Start of PAGE EXTRACT

Clams, salmon, lobster, haddock, mussels, and shrimp are just a few of the seafood products the world consumes. There is an equally extensive variety of packaging materials available to package your delicious sea fruits. If you are a company that processes and manufactures seafood, then you are looking for the right type of packaging materials to fit your products.

Companies don’t want old packaging materials for their products, they are looking for the most up-to-date ones on the market. If you don’t know yet which packaging materials are right for your seafood products, we have made some research and gathered 5 typed of chilled packaging options.

What Are the Top 5 Types of Chilled Packaging for Seafood Products?

  1. Skin Packs

Skin packs (also known as skin packaging) are carded packaging materials that are often used to package seafood such as fish fillets. With skin packs, a thin film of translucent plastic is put on the seafood product, followed by a paperboard backer.

A heat-sealable coating may also be present on the backer. Heat is used to soften the plastic formulation. It is placed on the back of the product. Vacuum sealing is frequently used in association with skin packaging to provide a tight fit, with the film attaching to the heat-seal coating on the paperboard.

Skin packets resemble blister packs in appearance and texture. The plastic covering the product in skin packs takes the shape of the product rather than being pre-formed before application, which is a major distinction between these types of packaging (as is the case with blister packs). Fish fillets, pork chops, chicken breast, beef fillets, tools, hardware, and several other sorts of food and consumer goods are the most typical things supplied in skin packs.

  1. Stand-up Pouches

Flexible pouches (aka stand-up pouches) are resealable or single-use bags. Flexible pouches are typically composed of foils, various plastic formulas, and, on occasion, paper. Stand-up pouches are frequently used in the wrapping of frozen seafood, snack food, coffee, cereals, industrial liquids and powders, and other consumer items.

End of PAGE EXTRACT
Start of SUPPLIED INFORMATION

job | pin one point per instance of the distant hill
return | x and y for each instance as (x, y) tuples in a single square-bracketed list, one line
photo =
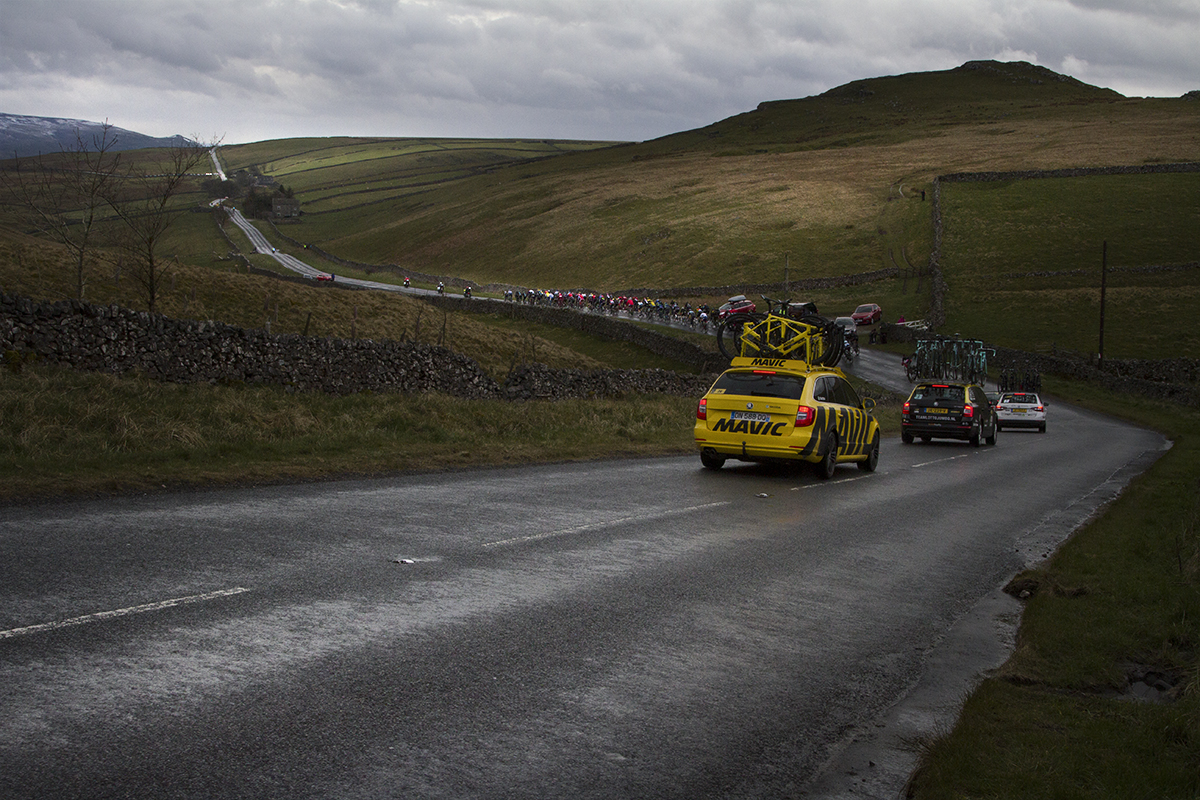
[(29, 136)]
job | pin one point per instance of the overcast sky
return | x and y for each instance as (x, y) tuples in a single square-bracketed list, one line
[(629, 70)]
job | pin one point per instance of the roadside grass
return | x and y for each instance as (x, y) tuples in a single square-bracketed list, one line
[(1120, 597), (71, 433), (225, 292)]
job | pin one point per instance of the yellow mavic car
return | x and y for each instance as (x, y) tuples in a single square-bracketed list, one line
[(781, 410)]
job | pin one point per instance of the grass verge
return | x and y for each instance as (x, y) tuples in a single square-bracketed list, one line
[(70, 433), (1117, 600)]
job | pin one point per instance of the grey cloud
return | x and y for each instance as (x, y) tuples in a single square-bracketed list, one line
[(588, 68)]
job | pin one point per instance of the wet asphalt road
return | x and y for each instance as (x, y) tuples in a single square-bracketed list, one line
[(606, 630)]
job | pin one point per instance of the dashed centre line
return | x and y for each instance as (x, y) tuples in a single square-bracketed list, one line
[(939, 461), (605, 523), (120, 612)]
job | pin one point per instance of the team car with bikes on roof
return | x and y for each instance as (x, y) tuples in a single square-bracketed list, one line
[(780, 410)]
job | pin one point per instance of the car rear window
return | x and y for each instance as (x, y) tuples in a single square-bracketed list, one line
[(934, 391), (761, 384)]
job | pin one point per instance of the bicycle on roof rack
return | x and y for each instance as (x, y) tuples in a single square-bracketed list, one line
[(943, 358), (1020, 378), (789, 332)]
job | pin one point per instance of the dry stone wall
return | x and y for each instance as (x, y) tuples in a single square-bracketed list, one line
[(114, 340)]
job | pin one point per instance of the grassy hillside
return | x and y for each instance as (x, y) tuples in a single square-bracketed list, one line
[(827, 185), (821, 186), (1023, 260)]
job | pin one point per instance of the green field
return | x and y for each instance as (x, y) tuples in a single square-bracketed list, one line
[(827, 186)]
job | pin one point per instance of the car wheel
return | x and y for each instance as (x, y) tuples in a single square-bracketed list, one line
[(828, 463), (873, 456)]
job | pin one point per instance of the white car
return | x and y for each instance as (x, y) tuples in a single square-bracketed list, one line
[(1020, 410)]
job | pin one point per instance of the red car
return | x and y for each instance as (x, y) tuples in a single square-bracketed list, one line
[(736, 305), (868, 314)]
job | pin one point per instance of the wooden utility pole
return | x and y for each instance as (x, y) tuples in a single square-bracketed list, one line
[(1104, 282)]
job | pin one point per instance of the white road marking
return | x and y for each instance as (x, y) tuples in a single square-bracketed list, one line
[(941, 459), (813, 486), (606, 523), (120, 612)]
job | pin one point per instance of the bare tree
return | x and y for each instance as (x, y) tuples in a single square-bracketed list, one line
[(65, 194), (148, 204)]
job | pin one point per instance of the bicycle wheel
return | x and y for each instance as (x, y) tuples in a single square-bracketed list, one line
[(729, 334)]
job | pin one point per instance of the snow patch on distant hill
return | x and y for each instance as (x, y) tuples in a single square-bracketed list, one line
[(29, 136)]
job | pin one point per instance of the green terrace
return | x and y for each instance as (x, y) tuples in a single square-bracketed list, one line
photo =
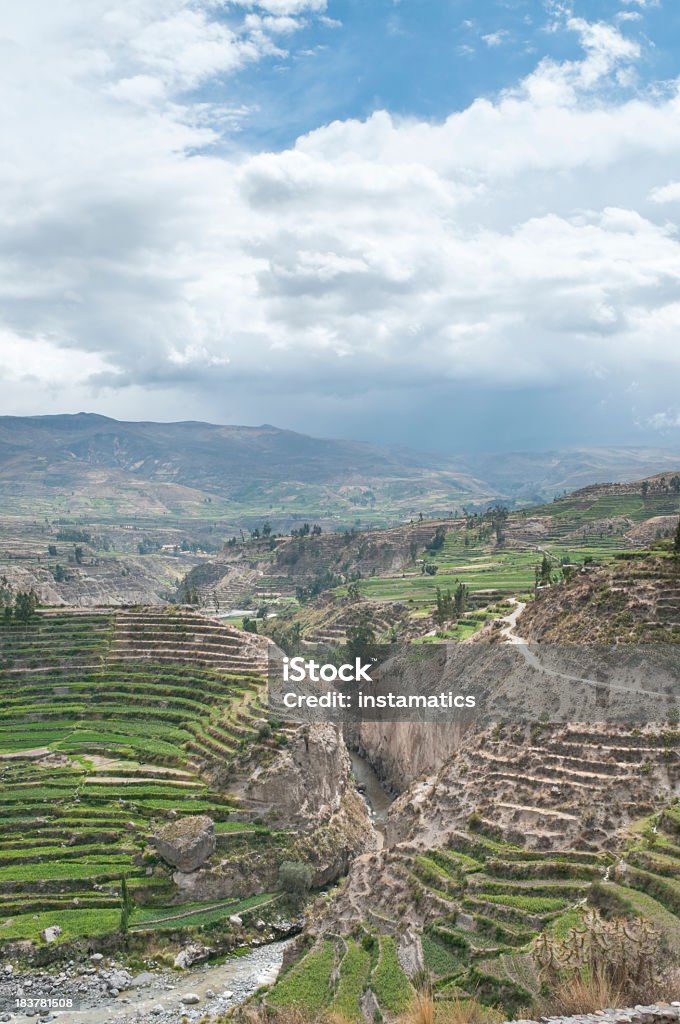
[(335, 974), (102, 739)]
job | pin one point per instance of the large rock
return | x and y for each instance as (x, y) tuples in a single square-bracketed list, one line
[(187, 843), (193, 953)]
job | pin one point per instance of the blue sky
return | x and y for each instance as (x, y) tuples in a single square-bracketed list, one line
[(425, 58), (443, 223)]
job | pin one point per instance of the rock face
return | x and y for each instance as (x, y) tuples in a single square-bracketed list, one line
[(306, 782), (187, 843)]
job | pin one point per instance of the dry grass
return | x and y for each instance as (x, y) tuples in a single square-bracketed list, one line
[(457, 1010), (584, 993)]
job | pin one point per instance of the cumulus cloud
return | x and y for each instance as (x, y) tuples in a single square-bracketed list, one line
[(517, 243)]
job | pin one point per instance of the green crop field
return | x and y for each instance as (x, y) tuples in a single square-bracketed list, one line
[(103, 737)]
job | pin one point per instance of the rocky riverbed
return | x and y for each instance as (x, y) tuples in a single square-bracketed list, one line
[(104, 992)]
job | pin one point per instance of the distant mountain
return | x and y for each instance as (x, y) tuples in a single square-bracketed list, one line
[(161, 468), (252, 470), (535, 476)]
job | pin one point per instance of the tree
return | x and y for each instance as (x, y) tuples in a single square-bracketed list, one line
[(360, 640), (437, 541), (499, 518), (543, 572), (127, 906), (460, 599), (444, 608), (295, 878), (26, 604)]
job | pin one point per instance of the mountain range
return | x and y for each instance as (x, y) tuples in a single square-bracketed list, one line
[(247, 471)]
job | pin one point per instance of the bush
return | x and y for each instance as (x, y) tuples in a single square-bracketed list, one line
[(295, 878)]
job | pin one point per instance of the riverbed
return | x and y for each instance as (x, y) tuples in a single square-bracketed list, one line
[(375, 795), (157, 996)]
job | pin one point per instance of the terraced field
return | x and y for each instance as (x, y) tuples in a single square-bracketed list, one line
[(112, 723), (484, 901), (338, 974)]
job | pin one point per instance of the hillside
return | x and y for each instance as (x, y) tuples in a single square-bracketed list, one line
[(124, 731), (152, 798), (515, 846), (157, 469)]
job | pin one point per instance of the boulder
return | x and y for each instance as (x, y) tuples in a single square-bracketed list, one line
[(190, 999), (187, 843), (193, 953)]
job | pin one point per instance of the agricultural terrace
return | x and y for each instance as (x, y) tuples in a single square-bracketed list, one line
[(110, 725)]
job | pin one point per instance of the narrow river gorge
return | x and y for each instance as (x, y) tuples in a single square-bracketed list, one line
[(375, 795)]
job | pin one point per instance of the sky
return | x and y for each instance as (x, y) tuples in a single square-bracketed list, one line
[(444, 223)]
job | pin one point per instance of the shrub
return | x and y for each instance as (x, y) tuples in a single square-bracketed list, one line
[(295, 878)]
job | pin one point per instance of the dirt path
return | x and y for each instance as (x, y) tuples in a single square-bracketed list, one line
[(527, 648), (192, 913)]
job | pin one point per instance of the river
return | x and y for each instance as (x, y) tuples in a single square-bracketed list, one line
[(377, 798)]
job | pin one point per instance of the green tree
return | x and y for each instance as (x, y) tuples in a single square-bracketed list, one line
[(295, 879), (460, 599), (362, 640), (127, 906), (26, 604)]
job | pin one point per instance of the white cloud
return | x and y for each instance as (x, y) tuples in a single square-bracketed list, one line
[(666, 194), (669, 420), (495, 38), (514, 243)]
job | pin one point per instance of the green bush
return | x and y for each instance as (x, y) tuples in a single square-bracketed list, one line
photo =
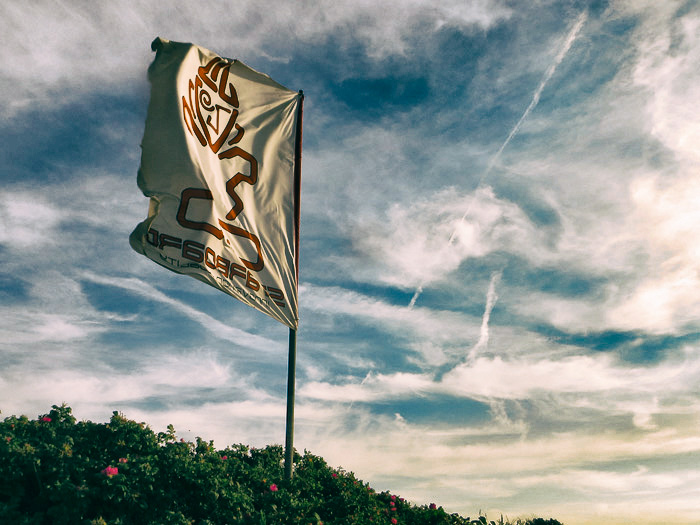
[(55, 470)]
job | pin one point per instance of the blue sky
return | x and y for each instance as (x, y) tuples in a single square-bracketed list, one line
[(499, 245)]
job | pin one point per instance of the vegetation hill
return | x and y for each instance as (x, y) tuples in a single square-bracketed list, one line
[(55, 470)]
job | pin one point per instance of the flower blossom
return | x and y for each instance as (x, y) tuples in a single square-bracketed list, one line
[(110, 471)]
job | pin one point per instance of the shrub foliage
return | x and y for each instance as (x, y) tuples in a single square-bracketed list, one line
[(60, 471)]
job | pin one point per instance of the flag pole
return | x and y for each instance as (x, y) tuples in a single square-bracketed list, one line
[(291, 366)]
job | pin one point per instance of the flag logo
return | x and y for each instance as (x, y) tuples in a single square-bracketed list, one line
[(220, 165), (218, 101)]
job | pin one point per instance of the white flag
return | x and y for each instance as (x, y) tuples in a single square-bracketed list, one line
[(218, 163)]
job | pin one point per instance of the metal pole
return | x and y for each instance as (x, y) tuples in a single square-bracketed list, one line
[(291, 380), (291, 366)]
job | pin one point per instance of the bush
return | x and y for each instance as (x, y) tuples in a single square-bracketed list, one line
[(59, 471)]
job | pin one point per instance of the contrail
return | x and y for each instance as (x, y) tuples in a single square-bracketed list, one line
[(491, 298), (571, 37)]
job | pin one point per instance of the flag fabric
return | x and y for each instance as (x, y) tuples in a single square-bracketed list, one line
[(218, 163)]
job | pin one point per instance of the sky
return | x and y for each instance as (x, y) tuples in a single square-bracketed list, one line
[(500, 245)]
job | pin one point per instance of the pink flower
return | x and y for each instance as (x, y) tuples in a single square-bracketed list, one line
[(110, 471)]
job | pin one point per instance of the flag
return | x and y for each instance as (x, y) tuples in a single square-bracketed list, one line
[(219, 151)]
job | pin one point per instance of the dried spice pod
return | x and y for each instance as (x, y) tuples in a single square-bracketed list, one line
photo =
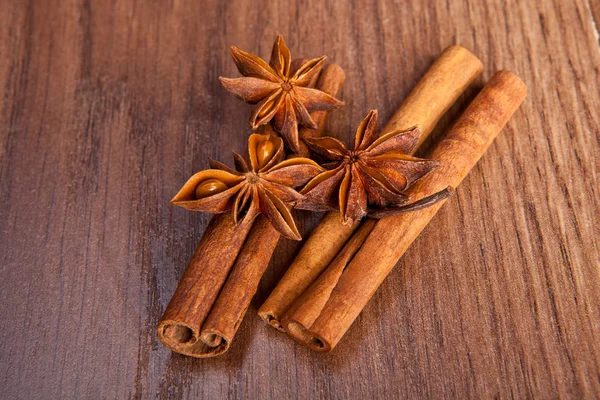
[(374, 176), (262, 184), (210, 294), (281, 93), (325, 312), (433, 95)]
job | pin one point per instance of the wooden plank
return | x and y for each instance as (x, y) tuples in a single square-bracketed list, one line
[(107, 107)]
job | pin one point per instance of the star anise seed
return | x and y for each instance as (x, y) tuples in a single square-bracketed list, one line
[(281, 95), (370, 179), (262, 184)]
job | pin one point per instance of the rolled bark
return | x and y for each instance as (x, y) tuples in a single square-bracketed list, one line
[(180, 326), (433, 95), (457, 154), (228, 311)]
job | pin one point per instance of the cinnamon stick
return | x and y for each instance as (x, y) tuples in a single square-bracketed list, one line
[(179, 327), (211, 331), (457, 154), (433, 95)]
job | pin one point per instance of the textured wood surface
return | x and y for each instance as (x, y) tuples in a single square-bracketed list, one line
[(106, 107)]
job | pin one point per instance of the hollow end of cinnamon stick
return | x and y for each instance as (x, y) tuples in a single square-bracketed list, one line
[(458, 152), (304, 336), (188, 341)]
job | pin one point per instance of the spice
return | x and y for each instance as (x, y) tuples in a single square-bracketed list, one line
[(435, 92), (373, 176), (360, 277), (230, 308), (215, 292), (281, 94), (264, 186)]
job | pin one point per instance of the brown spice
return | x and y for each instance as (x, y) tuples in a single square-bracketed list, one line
[(179, 327), (281, 92), (211, 332), (372, 177), (457, 154), (444, 82)]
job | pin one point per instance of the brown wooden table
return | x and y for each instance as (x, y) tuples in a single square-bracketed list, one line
[(106, 107)]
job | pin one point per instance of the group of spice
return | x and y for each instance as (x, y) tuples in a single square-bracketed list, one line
[(377, 196)]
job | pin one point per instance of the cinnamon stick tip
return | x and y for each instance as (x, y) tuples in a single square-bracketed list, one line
[(299, 333), (458, 50), (510, 78), (174, 334)]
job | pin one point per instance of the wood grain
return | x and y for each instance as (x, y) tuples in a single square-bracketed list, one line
[(106, 108)]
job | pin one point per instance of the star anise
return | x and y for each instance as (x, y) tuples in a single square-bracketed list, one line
[(281, 94), (372, 178), (264, 186)]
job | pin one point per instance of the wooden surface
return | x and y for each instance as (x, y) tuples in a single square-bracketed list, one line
[(106, 107)]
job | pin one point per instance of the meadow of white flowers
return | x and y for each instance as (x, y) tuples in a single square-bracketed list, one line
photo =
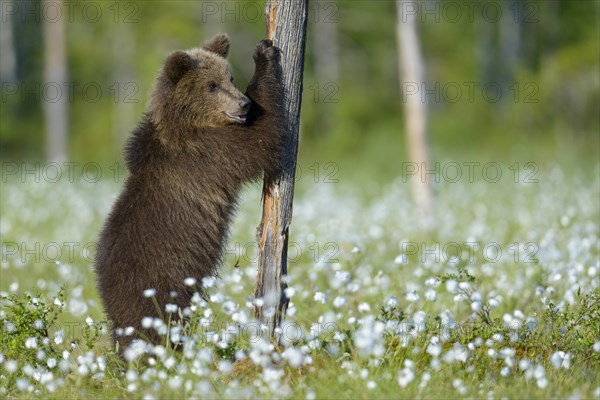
[(497, 294)]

End of SUPPLIED INFORMATION

**TASKS FOR THIS EXERCISE**:
- a) Update the seafood packaging text from "What Are the" up to and including "on the paperboard.", putting "cardboard" in place of "paperboard".
- b) Write what comes next in the seafood packaging text, picking up after its last sentence.

**RESPONSES BY TASK**:
- a)
What Are the Top 5 Types of Chilled Packaging for Seafood Products?

  1. Skin Packs

Skin packs (also known as skin packaging) are carded packaging materials that are often used to package seafood such as fish fillets. With skin packs, a thin film of translucent plastic is put on the seafood product, followed by a cardboard backer.

A heat-sealable coating may also be present on the backer. Heat is used to soften the plastic formulation. It is placed on the back of the product. Vacuum sealing is frequently used in association with skin packaging to provide a tight fit, with the film attaching to the heat-seal coating on the cardboard.

- b)
Flexible pouches are popular right now. This is primarily because many of them are resealable, eco-friendly, and less expensive than many of the other most common packaging materials. The fact that flexible pouches have a substantially smaller carbon footprint than rigid packaging alternatives contributes to their mass acceptance. Furthermore, they take up far less space in landfills than many other traditional packing materials.

  1. PP Strapping Material

Polypropylene (abbreviated “PP”) strapping material is one of the most common types of strapping on the market today. PP comes in a variety of widths, tensile strengths, and core diameters. The width, strength, and core size that is optimal for your packing requirements will be determined by your application. This strapping material can be applied manually with a hand strapper or semi-automatically or fully automatically.

Polypropylene strapping is most used for bundling products and securing pallets of food containers, including various varieties of frozen seafood. Newspapers, mailers, textiles, hay bails, and appliances are also regularly packaged using strapping.

  1. IQF

IQF or individually quick frozen is a packing method that freezes tiny bits of food individually before packaging. The key advantage of adopting using IQF to manufacture frozen food is that it takes substantially less time to freeze the product than other freezing procedures.

As with everything, your results may vary. Your freezing time will be determined by the IQF machinery you use and the product you are packaging. The high-speed freezing capabilities of IQF will prevent larger ice crystals from forming in the packaged product’s cells. When compared to other forms of freezing techniques, IQF allows the food to retain a greater shape, colour, fragrance, and flavour profile after defrosting.

  1. Canning

Canning has long been a trusted process and tradition in the seafood sector. After being prepared, seafood products are then canned. A metal can is sealed with a metal lid and then heated to prevent air from entering the can. The food within the can is preserved because of this process. Commercially canned seafood, such as tuna, can be stored for up to five years after it has been canned and distributed.

While canning has been around for a long time, it is more expensive than flexible packaging alternatives like flexible pouches. Furthermore, because metal is one of the heaviest packing materials available today, it has one of the biggest carbon footprints among the top seafood packaging materials discussed in this list. We hope that this list has helped you decide on the right type of chilled packaging.